_Alıştırma soruları:_
a) Kürt kimliği üzerine yazıya göre aşağıdaki ifadelerin her biri için evet ya da hayır deyin ve kararı belirleyen sözleri yazıdan aynen alıntılayın: (i) Yazar Muş'ta doğmuştur. (ii) Yazarın evinde konuşulan dil Kürtçeydi. (iii) Yazar memleketini söylemek konusunda çekince yaşamıştır.
b) Listede "Objective — one marker per instance of the fall" ifadesini içeren satırdan listenin sonuna kadar uzanan bölümde "mountain peak" ifadesini "summit" ile değiştirin. Başka hiçbir şeye dokunmadan yalnızca bu satırları yazın.
══ Belge
"Kürt Sorunu" ifadesini ilk duyduğumda henüz çocuktum. Öfkeliydim. "Biz Kürt'ler neden sorun olalım ki?" diye düşünmüştüm. Ne yapmıştık da "sorun" olmuştuk?
Zaman geçmiş, büyüdükçe anlamıştım Kürtlerin bu coğrafya da neden "sorun" olduğunu. Dilimi bilememenin verdiği yalnızlığı hissettiğim gün, kültürüme yabancılaştığım ve her yanımı Türkçenin sardığı gün anlamıştım biz Kürtlerin "sorunu" nu.
Gazeteci Hamza Aktan'ın İletişim Yayınları'ndan çıkan yeni kitabı "Kürt Vatandaş"ı okurken yukarıdaki cümlelerin beynimde dolaştığı çocukluğumu hatırladım.
Muş'ta doğmuş fakat babamın memur olması nedeniyle gittiğimiz Giresun'da büyümüştüm. Annem Kürtçe bilmediğinden evde konuşulan dil Türkçeydi. Böylece kamusal alanın dışında dahi Türkçe konuşmak gibi bir "zorunluluğumuz" vardı.
Kürtçeyi bilememin bir başka nedeni de Aktan'ın kitabında belirttiği gibi babamım "memur" olması da olabilir:
"Kürtçenin sınıfsal- sosyal boyutunda ise Türkçeyle daha barışık bir ilişkisi olan veya görece daha kolay asimile olmuş çoğu Kürt ailesinin orta sınıf özellikle de memur aileler olduğunu söylemek mümkün."
Aktan, Türk kentinde Kürt olmanın neye tekabül ettiğini ise şu sözlerle anlatıyor kitabında:
"Türklerin Kürt meselesindeki devletten yana tavırları, Kürtlerin potansiyel militan gören yaklaşımları nedeniyle Kürtler kendi kimliklerini açık etmek konusunda, kimi zaman memleketlerini söylemek konusunda çekinceler yaşadılar."
Memleketimi söylemek konusunda hiçbir zaman bir çekince yaşamadım. Sadece anlatmak zorundaydım. Çünkü ilginç geliyordu insanlara küçük bir Karadeniz kentinde bir "Muşlu"nun ya da bir onların nezdinde bir "Doğulu"nun varlığı.
Yazları arkadaşlarıma "Muş'a gideceğim" dediğim de bana "Orası toz toprak ne işin var orada. Burada ne güzel deniz var" derlerdi. Ben de onlara "Bir şehri sevmek yalnızca fiziki özelliklerini sevmek midir? Bir şehri sevmek kimi zaman içindeki insanları sevmektir" gibi afili bir cevap verirdim.
Ve Muş'a gitmek için bindiğim otobüste anlardım en iyi, Kürt olduğumu. Çünkü bir otobüsten çok daha fazlasıydı o araç. Mesela içinde rahatça Kürtçe konuşulurdu. Mesela Kürt coğrafyasına gelindiğinde Kürtçe müzikler çalardı içinde.
════
══ Girdi kayıtları
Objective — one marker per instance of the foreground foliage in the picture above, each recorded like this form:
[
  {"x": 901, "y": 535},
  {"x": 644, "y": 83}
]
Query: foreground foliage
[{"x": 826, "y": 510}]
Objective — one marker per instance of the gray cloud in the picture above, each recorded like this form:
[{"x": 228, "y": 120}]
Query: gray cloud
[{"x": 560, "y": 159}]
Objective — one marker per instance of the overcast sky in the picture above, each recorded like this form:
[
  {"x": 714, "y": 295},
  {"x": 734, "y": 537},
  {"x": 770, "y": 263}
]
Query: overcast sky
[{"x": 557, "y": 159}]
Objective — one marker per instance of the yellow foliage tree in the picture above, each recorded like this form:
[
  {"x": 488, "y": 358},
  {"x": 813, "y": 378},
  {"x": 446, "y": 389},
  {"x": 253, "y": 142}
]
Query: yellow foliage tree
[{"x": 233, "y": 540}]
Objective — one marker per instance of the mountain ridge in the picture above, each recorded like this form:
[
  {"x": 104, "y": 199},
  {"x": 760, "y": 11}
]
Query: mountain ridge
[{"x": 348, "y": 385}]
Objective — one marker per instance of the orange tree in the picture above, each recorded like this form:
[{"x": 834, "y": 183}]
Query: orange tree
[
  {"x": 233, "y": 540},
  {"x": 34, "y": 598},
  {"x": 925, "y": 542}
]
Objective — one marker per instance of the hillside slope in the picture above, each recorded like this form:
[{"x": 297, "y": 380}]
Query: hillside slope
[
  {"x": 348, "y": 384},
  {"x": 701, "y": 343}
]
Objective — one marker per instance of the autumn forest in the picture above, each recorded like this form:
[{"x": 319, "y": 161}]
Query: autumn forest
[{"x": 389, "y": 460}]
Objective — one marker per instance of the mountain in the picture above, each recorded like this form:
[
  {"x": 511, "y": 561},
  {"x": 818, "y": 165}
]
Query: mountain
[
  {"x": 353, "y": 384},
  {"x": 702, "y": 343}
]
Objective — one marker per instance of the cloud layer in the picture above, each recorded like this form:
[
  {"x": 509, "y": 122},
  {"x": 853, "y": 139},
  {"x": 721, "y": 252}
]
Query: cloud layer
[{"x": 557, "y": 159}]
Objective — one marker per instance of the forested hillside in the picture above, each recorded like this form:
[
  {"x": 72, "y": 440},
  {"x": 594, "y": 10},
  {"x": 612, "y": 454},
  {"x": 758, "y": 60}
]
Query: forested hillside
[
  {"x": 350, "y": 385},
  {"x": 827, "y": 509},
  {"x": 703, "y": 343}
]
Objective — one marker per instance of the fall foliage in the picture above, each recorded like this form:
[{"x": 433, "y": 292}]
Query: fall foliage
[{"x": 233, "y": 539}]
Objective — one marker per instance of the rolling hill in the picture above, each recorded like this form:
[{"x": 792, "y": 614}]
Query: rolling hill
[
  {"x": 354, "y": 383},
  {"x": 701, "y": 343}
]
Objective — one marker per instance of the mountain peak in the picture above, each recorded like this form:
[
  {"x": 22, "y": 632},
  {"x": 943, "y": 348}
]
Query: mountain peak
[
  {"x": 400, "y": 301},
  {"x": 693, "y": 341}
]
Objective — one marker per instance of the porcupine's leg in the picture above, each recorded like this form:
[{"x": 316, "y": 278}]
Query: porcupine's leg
════
_Alıştırma cevapları:_
a)
(i) Evet: "Muş'ta doğmuş fakat babamın memur olması nedeniyle gittiğimiz Giresun'da büyümüştüm."
(ii) Hayır: "Annem Kürtçe bilmediğinden evde konuşulan dil Türkçeydi."
(iii) Hayır: "Memleketimi söylemek konusunda hiçbir zaman bir çekince yaşamadım."

b)
Objective — one marker per instance of the fall foliage in the picture above, each recorded like this form:
[{"x": 433, "y": 292}]
Query: fall foliage
[{"x": 233, "y": 539}]
Objective — one marker per instance of the rolling hill in the picture above, each recorded like this form:
[{"x": 792, "y": 614}]
Query: rolling hill
[
  {"x": 354, "y": 383},
  {"x": 701, "y": 343}
]
Objective — one marker per instance of the summit in the picture above, each recorded like this form:
[
  {"x": 22, "y": 632},
  {"x": 943, "y": 348}
]
Query: summit
[
  {"x": 400, "y": 301},
  {"x": 693, "y": 341}
]
Objective — one marker per instance of the porcupine's leg in the picture above, each recorded like this form:
[{"x": 316, "y": 278}]
Query: porcupine's leg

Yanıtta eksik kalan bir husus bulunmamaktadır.